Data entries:
◆ ◆ ◆ ◆ ◆ ◆ ◆
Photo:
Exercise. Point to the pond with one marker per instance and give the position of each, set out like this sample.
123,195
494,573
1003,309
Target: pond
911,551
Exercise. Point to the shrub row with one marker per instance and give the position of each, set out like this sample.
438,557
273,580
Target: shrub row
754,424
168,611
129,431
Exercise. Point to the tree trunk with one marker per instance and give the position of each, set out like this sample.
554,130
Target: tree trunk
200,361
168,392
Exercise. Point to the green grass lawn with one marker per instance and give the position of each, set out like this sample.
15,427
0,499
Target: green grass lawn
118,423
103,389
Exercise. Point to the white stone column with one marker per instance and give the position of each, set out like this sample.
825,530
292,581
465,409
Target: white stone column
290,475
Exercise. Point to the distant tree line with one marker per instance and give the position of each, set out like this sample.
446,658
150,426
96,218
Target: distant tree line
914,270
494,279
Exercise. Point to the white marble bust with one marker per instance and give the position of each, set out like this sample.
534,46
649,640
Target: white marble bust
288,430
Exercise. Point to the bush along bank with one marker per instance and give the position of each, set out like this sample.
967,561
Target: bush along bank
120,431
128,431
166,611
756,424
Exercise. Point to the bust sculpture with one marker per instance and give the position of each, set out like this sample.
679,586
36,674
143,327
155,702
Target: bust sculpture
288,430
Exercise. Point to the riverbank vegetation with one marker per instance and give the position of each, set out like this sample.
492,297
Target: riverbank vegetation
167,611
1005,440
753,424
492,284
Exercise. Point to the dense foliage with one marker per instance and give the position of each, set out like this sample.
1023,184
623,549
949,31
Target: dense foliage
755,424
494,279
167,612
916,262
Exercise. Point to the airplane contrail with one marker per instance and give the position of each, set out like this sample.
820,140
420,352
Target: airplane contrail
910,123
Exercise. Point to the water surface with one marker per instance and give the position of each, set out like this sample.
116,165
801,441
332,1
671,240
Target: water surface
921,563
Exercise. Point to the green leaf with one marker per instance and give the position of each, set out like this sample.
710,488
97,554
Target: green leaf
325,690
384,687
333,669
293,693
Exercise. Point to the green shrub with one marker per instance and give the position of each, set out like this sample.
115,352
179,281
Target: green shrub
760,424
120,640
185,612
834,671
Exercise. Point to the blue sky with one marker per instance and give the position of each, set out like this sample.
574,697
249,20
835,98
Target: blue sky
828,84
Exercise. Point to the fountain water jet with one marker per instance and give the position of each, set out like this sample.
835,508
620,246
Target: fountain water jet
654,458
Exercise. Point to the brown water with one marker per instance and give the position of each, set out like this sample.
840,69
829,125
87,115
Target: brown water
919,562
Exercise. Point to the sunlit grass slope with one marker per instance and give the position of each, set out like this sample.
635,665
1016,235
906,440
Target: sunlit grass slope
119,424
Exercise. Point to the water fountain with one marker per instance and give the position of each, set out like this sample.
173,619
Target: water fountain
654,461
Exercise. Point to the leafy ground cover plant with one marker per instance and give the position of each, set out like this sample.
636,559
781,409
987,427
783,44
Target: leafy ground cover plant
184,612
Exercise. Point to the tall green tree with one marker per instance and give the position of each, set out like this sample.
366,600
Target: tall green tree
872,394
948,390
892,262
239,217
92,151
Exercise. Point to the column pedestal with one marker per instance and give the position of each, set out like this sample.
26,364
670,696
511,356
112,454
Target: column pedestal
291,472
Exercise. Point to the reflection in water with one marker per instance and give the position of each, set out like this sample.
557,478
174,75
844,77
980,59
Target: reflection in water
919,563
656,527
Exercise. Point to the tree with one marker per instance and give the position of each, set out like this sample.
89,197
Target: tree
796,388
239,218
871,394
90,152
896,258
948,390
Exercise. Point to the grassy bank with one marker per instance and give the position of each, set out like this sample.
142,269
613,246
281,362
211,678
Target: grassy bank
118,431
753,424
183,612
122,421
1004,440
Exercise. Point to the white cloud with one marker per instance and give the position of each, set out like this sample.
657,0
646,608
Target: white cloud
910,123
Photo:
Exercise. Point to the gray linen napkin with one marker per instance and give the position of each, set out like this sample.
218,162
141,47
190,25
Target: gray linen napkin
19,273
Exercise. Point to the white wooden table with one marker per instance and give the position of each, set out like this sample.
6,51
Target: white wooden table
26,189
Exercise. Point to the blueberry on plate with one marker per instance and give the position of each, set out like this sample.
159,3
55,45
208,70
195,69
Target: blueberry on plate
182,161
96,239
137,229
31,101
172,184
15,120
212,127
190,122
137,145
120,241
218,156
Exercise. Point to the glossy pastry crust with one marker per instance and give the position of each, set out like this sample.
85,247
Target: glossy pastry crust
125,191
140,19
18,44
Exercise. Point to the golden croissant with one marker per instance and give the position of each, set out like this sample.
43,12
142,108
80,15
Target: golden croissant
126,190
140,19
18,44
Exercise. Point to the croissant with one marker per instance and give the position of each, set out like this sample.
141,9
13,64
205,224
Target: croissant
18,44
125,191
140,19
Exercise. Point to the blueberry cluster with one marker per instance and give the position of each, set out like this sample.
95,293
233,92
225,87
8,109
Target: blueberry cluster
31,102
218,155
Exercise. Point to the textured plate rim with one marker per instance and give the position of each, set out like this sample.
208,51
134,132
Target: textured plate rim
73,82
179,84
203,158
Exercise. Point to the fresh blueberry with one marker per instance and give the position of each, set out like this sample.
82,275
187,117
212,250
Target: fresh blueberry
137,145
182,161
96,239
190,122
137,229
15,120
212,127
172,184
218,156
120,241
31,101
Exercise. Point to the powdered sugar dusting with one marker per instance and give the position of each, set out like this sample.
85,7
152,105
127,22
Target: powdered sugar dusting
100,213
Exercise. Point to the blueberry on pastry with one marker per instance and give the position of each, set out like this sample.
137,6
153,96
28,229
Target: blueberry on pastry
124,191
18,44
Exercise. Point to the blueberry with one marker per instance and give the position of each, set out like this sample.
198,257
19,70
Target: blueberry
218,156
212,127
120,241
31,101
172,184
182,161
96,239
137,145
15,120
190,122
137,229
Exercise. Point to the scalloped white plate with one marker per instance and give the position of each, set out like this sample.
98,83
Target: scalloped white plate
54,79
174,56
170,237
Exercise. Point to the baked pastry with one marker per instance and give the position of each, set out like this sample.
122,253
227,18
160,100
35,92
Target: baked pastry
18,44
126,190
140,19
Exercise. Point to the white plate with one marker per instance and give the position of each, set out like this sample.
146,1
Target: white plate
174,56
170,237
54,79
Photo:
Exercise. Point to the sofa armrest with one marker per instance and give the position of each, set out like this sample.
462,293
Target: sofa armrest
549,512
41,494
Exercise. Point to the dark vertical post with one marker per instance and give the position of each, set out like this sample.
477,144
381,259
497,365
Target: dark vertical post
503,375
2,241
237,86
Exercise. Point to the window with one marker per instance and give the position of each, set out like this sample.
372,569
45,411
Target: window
◆ ◆ ◆ ◆ ◆ ◆ ◆
PROBLEM DETAILS:
Your job is to restate all of the data word for word.

WRITTEN REPLY:
Photo:
Exercise. Point to the pond with one marker per instance and give the position of each, set out like this sample.
123,195
494,573
1003,309
Target: pond
911,551
Exercise. Point to the shrub row with one marker per instance and give the position of each, set out like this sample.
438,557
273,580
Target: shrub row
754,424
168,611
129,431
Exercise. Point to the tree trunk with one marker per instance and give the position of each, set out like this sample.
554,130
Target: tree trunk
200,361
168,392
Exercise. Point to the green grass lawn with one marker per instance and give the position of each, set out like this sample.
15,427
0,499
Target: green grass lawn
118,423
103,389
Exercise. Point to the white stone column with one marker per instance and give the position of each, set out like this sample.
825,530
292,581
465,409
Target: white stone column
290,475
Exercise. Point to the distant tree line with one marker per instance and give the position of each, set out like this sample.
446,658
150,426
96,218
Target: distant tree line
914,270
494,279
Exercise. Point to the white marble bust with one marker per instance and give the position of each, set out like this sample.
534,46
649,640
Target: white marble bust
288,430
Exercise. Point to the bush along bank with one marker per instance and give the position of each, set out like this sample.
967,561
Target: bush along bank
120,431
128,431
166,611
756,424
Exercise. Point to the bust sculpture with one marker per instance and give the position of each, set out like this sample.
679,586
36,674
143,327
155,702
Target: bust sculpture
288,430
Exercise. Point to the riverbank vegetation with one marker per instance and give the position of each, set out like this sample.
492,297
Target: riverbank vegetation
167,611
1005,440
753,424
492,284
Exercise. Point to the dense foliage with one marker per instance and give the position of each, set out like this sample.
1023,184
623,549
949,31
Target: dense foliage
755,424
494,279
167,612
916,262
Exercise. Point to the airplane contrail with one marker per instance and give the position of each, set out like this sample.
820,140
420,352
Target: airplane contrail
910,123
Exercise. Point to the water surface with one marker per instance and give the position of each, set out like this sample.
116,165
801,441
332,1
671,240
Target: water surface
921,563
Exercise. Point to the green leaf with one marker per instance and give the position of each, set out like this sample.
710,488
97,554
Target: green leaf
325,690
384,687
333,669
293,693
Exercise. Point to the green shrub with one marker per instance and give the position of each, set out like this sample.
115,352
179,281
Target: green shrub
760,424
120,640
185,612
834,671
Exercise. Point to the blue sky with one marker per instance and give the position of each, set out like this sample.
574,697
249,20
835,98
Target: blue sky
828,84
Exercise. Point to the fountain water jet with one marker per instance and give the position of each, set out like this sample.
835,508
620,246
Target: fountain water jet
654,458
Exercise. Point to the brown water with one marker per instance and give the position of each, set out like this sample.
840,69
829,125
87,115
Target: brown water
919,562
Exercise. Point to the sunlit grass slope with one marker per instance and give the position of each, set out like this sample.
635,665
1016,235
906,440
Target: sunlit grass slope
119,424
Exercise. Point to the water fountain with one marker per instance and give the position of each, set out like this sample.
173,619
Target: water fountain
654,461
Exercise. Point to the leafy ground cover plant with one marker per instance and give the position of each, set out like this sample.
636,559
781,409
987,427
783,44
Target: leafy ground cover plant
184,612
Exercise. Point to the tall green tree with one marker per instance and give the position of each, set out like this sample.
366,600
Target: tall green tree
872,394
948,390
892,262
239,217
92,151
Exercise. Point to the column pedestal with one marker per instance and give the position of each, set out like this sample.
26,364
670,696
511,356
112,454
Target: column pedestal
291,472
Exercise. Point to the reflection in water with one marker per instance and give the position of each, set out like this sample.
557,478
174,75
844,77
980,59
Target: reflection in water
919,563
656,527
Exercise. Point to the tree with one marker per instance and give the position of each, set out like this sample.
89,197
Target: tree
796,388
239,218
871,394
90,152
896,258
948,390
Exercise. Point to the grassy bank with one marker per instance and give the position of each, set out like this sample.
142,269
613,246
281,362
211,678
Target: grassy bank
118,431
753,424
183,612
122,421
1004,440
Exercise. Point to the white cloud with one marker per instance and give the position of each, set out like this sample.
657,0
646,608
Target: white cloud
910,123
Photo:
Exercise. Point to the gray linen napkin with one marker per instance and give the position of each, set out like this sample.
218,162
141,47
190,25
Target: gray linen napkin
19,273
Exercise. Point to the white wooden table with one marker per instance and give the position of each, set out like this sample.
6,51
Target: white wooden table
26,189
Exercise. Point to the blueberry on plate with one marker per instance and give the position of each, set out like this sample.
159,3
55,45
208,70
195,69
Target: blueberry on plate
182,161
96,239
137,229
31,101
172,184
15,120
212,127
190,122
137,145
120,241
218,156
Exercise. Point to the glossy pastry crust with one marker per instance and give the position of each, set out like this sample.
85,247
Target: glossy pastry crust
125,191
140,19
18,44
Exercise. Point to the golden croissant with one marker per instance and give the position of each, set out like this sample.
43,12
142,108
80,15
Target: golden croissant
126,190
140,19
18,44
Exercise. Point to the croissant with one marker per instance and give the position of each, set out like this sample.
141,9
13,64
205,224
Target: croissant
18,44
125,191
140,19
Exercise. Point to the blueberry cluster with one marker per instance and give the position of each, set out like this sample.
95,293
233,92
225,87
8,109
Target: blueberry cluster
31,102
218,155
Exercise. Point to the textured plate rim with one marker per instance and give the position of each, set out like this sample.
208,51
134,132
Target: textured plate rim
73,82
179,84
203,158
Exercise. Point to the fresh blueberry with one marker per instance and give the position of each, set out like this sample.
82,275
187,117
212,250
Target: fresh blueberry
137,145
182,161
96,239
190,122
137,229
15,120
212,127
172,184
218,156
120,241
31,101
Exercise. Point to the powdered sugar dusting with one marker per instance and give the position of each, set out like this sample.
85,7
152,105
127,22
Target: powdered sugar dusting
100,213
Exercise. Point to the blueberry on pastry with one marker per instance and give the position of each, set out like this sample.
137,6
153,96
28,229
Target: blueberry on pastry
124,191
18,44
Exercise. Point to the blueberry with one marker per instance and give the position of each, set out like this sample.
198,257
19,70
Target: blueberry
218,156
212,127
120,241
31,101
172,184
182,161
96,239
137,145
15,120
190,122
137,229
Exercise. Point to the scalloped white plate with one marker per instance and give the position of each, set out like this sample.
98,83
Target: scalloped white plate
54,79
174,56
170,237
Exercise. Point to the baked pastry with one marker per instance and give the position of each, set out like this sample.
122,253
227,18
160,100
35,92
Target: baked pastry
18,44
126,190
140,19
Exercise. Point to the white plate with one marker per instance and give the position of each, set out like this sample.
146,1
Target: white plate
174,56
170,237
54,79
Photo:
Exercise. Point to the sofa armrest with one marker per instance and give the position of each, set out like this sample.
462,293
Target: sofa armrest
549,512
41,494
Exercise. Point to the dark vertical post with one marker per instance and give the position of each, set out like this sample.
477,144
381,259
497,365
Target: dark vertical post
503,375
2,241
237,86
Exercise. Point to the window with one marker per instance and give the position of each, set out like this sample.
372,569
45,411
Target: window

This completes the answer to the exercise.